◆ QUOTED PASSAGE ◆
————
Mmmm. Dangerous, I feel. We've got the ability to construct, over time, precise structures, intellectually proven to be superior to what we have now. Why, instead, do we insist merely on chipping away at something known to be second-rate?
Isn't it arguable that World War I the avoidable result of this sort of thinking?
What I'd like to be able to read from you and from other professionals, is no so much a forecast of what's likely to happen, but an assessment of where we are now - how sustainable is the world economy based on current attitudes and beliefs. I know it's a to a large extent a matter of confidence, but what I'd like to hear is a proper no-holds-barred discussion about whether where we are, and what we are doing, is robust and sustainable enough for us to conclude that confidence is capable of being maintained. Or are there major structural faults that MUST be corrected before properly founded confidence is possible?
————
◆ DATA LISTING ◆

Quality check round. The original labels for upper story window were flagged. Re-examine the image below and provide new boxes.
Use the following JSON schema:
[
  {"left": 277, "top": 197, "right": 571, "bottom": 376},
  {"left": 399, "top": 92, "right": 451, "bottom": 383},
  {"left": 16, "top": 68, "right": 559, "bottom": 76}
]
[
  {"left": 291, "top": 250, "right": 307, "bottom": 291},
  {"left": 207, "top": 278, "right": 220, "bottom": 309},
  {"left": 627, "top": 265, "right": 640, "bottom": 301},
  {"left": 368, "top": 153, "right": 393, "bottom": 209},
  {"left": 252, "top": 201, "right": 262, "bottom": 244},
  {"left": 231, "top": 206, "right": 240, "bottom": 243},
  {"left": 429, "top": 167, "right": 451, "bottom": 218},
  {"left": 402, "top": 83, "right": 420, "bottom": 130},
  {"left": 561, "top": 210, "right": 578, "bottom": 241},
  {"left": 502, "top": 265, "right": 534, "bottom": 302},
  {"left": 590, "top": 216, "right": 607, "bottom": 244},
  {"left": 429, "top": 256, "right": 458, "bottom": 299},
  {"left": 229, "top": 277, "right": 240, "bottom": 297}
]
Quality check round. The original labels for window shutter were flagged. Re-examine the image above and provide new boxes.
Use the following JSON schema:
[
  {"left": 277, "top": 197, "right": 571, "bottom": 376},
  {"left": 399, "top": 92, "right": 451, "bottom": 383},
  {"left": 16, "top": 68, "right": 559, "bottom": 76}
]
————
◆ WORK TO COMPLETE ◆
Reproduce the comment above on the sustainability of the world economy word for word, from start to finish.

◆ RESULT ◆
Mmmm. Dangerous, I feel. We've got the ability to construct, over time, precise structures, intellectually proven to be superior to what we have now. Why, instead, do we insist merely on chipping away at something known to be second-rate?
Isn't it arguable that World War I the avoidable result of this sort of thinking?
What I'd like to be able to read from you and from other professionals, is no so much a forecast of what's likely to happen, but an assessment of where we are now - how sustainable is the world economy based on current attitudes and beliefs. I know it's a to a large extent a matter of confidence, but what I'd like to hear is a proper no-holds-barred discussion about whether where we are, and what we are doing, is robust and sustainable enough for us to conclude that confidence is capable of being maintained. Or are there major structural faults that MUST be corrected before properly founded confidence is possible?